• _What you will do_:
How many lines in the items below contain the string "wall"? Matching is case-sensitive; reply with the number alone.

• _Supplied entries_:
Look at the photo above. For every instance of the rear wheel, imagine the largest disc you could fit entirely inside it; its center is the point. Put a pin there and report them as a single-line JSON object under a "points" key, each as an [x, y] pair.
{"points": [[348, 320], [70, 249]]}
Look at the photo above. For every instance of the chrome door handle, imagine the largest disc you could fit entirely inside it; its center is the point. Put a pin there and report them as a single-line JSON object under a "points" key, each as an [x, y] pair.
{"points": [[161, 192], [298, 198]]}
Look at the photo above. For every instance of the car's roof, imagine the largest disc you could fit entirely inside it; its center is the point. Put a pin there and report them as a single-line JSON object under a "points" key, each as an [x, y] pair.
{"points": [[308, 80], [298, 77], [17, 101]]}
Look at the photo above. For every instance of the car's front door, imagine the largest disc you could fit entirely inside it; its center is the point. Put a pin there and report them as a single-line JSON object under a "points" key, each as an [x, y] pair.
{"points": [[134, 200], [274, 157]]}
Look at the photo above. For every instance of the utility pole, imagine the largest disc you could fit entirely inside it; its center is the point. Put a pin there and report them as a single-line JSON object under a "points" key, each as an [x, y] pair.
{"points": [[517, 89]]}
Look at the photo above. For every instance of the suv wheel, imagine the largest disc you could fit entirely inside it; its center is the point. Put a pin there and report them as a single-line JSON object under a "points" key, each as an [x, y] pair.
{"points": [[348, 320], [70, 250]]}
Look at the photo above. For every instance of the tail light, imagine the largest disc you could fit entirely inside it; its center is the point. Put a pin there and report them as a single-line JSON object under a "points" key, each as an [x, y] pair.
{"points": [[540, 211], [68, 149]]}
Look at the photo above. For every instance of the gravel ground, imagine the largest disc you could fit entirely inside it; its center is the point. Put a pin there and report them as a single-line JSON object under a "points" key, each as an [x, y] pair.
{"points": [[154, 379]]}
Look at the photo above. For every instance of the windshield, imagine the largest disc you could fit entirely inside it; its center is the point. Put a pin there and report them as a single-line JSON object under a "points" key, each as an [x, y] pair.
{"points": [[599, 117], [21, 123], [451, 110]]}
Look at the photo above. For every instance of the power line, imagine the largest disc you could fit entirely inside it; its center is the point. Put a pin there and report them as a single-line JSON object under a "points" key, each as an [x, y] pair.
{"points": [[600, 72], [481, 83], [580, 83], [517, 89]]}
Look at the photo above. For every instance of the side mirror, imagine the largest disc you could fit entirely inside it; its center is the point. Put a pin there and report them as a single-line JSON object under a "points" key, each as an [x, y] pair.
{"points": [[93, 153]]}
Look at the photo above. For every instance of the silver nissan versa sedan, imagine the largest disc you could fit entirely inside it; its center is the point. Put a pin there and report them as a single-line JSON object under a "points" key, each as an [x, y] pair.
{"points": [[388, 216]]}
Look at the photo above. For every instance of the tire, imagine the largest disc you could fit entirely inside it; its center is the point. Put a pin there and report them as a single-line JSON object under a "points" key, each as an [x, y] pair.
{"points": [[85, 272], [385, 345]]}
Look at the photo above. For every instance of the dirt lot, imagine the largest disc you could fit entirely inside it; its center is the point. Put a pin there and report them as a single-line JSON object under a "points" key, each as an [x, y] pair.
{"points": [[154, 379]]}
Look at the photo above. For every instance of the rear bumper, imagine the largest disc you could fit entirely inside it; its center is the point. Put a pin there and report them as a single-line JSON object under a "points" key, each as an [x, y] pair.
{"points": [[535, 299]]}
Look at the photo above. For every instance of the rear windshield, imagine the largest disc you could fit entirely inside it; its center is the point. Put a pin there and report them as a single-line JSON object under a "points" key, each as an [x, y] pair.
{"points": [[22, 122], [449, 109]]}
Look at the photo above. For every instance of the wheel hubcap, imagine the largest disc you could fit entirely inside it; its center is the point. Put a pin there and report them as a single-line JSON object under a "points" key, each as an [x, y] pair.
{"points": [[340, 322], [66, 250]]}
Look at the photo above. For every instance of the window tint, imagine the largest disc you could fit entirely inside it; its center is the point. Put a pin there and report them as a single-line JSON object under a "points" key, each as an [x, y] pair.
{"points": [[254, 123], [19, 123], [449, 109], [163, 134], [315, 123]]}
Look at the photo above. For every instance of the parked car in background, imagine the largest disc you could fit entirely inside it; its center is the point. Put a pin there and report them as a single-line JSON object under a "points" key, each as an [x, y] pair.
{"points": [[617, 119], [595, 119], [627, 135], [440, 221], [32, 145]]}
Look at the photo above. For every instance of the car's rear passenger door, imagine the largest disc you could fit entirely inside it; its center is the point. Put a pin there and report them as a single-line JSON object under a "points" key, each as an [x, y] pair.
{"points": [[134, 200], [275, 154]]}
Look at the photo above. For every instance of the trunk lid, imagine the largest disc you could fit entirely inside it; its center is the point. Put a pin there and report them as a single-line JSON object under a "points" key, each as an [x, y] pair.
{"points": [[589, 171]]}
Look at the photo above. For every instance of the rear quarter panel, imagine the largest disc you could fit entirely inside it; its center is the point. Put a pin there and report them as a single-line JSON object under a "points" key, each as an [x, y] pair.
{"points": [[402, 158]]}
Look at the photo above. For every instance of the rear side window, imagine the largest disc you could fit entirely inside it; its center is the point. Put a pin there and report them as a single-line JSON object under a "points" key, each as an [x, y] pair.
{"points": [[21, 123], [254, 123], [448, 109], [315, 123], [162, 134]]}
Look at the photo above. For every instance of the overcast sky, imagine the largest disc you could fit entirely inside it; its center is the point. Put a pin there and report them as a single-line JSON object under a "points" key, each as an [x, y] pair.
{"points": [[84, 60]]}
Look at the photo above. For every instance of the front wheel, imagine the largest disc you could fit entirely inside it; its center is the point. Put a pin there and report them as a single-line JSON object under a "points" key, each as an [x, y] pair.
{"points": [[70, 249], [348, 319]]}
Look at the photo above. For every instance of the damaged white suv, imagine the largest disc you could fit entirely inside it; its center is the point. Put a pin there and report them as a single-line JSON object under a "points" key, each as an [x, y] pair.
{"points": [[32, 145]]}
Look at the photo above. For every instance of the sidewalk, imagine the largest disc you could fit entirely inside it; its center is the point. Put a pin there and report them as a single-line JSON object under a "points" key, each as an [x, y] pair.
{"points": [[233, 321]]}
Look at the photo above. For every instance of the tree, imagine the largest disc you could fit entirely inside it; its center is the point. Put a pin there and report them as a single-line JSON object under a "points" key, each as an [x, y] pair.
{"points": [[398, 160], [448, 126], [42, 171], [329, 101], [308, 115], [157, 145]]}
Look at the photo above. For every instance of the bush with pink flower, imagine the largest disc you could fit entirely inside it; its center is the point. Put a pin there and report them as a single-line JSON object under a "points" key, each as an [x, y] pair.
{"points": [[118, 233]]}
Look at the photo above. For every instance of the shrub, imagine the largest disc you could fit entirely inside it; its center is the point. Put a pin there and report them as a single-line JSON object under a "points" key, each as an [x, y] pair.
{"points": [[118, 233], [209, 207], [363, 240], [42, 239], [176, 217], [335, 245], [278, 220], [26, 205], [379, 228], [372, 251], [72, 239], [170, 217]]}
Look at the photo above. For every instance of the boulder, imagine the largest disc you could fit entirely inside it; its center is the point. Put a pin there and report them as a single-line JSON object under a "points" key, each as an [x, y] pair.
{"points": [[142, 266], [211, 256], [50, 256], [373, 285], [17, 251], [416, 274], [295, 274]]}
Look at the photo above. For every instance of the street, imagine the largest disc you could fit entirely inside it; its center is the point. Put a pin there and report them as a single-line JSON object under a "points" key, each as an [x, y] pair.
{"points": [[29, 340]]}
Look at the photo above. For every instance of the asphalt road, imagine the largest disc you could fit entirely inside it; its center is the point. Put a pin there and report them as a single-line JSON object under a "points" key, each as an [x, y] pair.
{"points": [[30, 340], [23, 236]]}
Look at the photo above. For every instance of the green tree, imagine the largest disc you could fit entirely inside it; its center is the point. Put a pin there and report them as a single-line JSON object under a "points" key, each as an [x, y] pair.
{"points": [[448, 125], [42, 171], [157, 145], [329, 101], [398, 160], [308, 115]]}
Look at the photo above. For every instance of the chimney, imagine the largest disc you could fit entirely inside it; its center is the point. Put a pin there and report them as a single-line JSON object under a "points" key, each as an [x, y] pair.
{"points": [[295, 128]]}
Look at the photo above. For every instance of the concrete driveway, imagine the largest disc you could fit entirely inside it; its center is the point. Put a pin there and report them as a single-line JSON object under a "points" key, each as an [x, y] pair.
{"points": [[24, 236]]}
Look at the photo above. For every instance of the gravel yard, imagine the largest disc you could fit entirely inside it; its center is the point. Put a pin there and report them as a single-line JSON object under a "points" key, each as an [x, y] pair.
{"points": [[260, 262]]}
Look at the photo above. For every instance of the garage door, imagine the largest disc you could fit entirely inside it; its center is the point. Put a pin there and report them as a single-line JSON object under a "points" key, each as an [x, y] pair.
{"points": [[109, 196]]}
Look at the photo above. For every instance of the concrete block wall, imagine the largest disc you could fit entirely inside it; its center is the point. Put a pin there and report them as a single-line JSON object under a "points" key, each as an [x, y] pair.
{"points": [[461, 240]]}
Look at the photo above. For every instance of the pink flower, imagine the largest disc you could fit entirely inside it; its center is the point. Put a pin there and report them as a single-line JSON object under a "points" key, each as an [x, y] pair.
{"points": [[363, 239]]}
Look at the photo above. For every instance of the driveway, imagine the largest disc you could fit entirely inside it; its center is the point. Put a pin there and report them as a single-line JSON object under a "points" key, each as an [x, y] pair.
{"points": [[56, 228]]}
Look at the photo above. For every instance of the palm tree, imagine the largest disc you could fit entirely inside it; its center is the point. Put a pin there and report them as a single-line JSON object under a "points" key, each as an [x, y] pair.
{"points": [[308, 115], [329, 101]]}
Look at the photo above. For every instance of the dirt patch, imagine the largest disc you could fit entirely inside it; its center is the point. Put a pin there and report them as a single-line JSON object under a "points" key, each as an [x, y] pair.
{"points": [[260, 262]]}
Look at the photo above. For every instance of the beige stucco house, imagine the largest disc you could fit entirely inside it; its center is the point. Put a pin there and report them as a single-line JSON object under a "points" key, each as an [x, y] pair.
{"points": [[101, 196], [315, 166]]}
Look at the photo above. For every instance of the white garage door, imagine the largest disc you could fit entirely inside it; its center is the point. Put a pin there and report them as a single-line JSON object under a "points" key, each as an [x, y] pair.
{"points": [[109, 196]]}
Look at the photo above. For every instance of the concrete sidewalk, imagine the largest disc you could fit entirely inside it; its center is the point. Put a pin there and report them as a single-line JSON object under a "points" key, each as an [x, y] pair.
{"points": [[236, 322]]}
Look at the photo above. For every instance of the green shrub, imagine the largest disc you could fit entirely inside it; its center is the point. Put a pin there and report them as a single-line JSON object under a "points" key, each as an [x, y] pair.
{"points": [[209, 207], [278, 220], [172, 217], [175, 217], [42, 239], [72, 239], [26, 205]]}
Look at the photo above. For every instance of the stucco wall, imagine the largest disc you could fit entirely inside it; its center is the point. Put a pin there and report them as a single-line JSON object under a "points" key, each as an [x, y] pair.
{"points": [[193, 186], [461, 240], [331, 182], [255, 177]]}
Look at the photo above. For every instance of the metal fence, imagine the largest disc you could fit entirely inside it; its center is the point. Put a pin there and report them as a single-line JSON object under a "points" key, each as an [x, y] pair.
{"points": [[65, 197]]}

==

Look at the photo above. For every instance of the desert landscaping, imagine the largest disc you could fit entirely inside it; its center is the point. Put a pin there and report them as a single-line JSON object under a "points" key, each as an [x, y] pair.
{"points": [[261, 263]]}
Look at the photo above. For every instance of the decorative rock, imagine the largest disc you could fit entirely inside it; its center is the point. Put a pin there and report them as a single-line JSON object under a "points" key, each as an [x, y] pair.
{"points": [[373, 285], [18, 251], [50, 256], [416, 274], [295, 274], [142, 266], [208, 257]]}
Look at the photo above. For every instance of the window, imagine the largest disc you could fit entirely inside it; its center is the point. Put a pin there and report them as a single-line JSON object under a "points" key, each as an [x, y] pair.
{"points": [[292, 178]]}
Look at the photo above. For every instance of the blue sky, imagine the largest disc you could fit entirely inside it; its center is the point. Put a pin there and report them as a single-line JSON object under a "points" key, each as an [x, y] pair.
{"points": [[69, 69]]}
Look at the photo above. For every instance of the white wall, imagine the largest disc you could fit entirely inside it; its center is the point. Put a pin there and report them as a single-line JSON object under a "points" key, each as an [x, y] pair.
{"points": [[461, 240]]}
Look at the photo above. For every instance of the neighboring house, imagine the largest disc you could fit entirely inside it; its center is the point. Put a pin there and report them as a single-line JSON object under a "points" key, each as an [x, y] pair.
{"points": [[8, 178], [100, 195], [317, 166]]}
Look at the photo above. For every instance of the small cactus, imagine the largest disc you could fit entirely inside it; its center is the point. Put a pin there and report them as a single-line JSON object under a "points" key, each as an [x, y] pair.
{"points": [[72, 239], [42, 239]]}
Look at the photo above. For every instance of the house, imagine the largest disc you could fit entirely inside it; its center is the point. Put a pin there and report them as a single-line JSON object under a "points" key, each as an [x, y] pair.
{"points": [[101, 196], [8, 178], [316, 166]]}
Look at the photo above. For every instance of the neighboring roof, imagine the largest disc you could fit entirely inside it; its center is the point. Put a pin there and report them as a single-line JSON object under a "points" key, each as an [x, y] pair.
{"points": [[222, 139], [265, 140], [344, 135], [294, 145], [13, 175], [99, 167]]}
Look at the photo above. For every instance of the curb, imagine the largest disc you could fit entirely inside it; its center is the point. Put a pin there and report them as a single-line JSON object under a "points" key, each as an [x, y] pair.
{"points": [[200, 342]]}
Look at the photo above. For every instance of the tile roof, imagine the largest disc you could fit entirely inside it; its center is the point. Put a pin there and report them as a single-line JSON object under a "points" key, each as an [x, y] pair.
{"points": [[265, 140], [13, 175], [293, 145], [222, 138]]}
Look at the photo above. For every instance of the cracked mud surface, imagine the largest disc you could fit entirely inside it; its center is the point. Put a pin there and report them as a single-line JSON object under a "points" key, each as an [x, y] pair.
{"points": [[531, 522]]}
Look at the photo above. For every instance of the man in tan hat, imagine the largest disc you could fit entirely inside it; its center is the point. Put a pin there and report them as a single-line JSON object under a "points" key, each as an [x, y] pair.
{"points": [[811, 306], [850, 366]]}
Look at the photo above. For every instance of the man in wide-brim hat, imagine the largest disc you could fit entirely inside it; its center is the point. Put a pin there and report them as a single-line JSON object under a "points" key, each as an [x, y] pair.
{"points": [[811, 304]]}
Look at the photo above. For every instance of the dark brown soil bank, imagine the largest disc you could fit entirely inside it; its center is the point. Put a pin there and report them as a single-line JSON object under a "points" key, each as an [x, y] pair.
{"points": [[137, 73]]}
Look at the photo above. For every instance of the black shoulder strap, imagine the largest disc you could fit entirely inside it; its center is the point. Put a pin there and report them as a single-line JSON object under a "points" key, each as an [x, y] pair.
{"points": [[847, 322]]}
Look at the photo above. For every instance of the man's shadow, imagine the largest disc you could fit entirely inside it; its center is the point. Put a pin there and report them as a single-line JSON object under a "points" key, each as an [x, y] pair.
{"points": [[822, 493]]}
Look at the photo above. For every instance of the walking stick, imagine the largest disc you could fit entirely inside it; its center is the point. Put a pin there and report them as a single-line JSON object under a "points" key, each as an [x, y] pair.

--

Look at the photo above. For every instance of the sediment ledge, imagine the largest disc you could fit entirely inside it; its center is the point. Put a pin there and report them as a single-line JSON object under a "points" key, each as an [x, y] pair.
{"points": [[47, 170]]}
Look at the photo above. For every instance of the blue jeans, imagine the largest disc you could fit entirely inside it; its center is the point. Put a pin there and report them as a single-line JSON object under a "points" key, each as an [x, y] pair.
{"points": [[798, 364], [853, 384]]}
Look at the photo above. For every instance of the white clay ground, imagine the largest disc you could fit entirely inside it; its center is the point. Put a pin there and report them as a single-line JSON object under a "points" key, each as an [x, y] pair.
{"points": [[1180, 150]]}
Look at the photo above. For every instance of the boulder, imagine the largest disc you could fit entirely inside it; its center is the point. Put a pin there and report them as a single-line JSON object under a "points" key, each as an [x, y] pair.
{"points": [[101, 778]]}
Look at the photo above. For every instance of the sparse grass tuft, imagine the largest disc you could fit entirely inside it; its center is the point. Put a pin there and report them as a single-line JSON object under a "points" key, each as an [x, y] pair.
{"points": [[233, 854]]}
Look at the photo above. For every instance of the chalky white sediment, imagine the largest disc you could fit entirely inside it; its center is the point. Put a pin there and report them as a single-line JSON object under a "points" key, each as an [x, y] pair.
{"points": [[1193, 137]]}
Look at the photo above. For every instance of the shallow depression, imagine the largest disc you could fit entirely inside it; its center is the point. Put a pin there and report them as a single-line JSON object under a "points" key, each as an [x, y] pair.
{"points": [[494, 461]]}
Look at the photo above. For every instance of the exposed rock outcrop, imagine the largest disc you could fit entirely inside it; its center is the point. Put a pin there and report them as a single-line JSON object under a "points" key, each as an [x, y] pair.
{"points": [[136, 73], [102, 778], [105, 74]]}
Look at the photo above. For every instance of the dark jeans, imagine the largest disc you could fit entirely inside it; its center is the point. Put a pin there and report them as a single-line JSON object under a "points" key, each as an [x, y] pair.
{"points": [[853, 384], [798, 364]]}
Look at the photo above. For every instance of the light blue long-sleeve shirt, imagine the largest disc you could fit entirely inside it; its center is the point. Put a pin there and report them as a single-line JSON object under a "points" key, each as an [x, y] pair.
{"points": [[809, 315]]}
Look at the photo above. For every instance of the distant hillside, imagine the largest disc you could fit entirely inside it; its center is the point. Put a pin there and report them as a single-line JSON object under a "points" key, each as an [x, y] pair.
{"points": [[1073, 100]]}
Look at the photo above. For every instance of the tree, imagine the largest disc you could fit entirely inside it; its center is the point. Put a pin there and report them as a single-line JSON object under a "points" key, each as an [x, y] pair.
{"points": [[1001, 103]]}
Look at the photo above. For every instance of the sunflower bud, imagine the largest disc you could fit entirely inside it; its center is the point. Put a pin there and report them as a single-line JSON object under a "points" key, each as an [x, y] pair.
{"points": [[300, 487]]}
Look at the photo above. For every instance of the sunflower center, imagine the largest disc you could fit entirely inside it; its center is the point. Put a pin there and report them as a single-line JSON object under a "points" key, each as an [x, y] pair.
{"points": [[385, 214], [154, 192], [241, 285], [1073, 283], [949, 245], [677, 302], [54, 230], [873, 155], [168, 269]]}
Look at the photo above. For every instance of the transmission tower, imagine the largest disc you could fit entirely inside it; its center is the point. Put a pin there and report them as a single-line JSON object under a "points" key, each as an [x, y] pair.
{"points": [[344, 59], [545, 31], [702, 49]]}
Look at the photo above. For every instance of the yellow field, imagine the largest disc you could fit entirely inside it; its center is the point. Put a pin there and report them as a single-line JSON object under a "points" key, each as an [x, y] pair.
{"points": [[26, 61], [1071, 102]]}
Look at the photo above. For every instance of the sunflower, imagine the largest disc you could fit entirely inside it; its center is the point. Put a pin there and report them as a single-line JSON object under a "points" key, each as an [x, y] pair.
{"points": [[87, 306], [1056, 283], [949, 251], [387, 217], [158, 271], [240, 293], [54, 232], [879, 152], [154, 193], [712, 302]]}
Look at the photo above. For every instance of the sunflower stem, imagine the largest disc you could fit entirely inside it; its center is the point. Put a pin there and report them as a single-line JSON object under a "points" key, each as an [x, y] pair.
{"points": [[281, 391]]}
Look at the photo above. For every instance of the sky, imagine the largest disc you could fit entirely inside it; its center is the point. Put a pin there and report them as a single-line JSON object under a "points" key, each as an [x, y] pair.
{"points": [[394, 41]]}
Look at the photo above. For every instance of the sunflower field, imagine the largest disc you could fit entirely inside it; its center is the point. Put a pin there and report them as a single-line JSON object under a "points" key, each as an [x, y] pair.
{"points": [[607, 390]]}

• _Answer to this task_:
3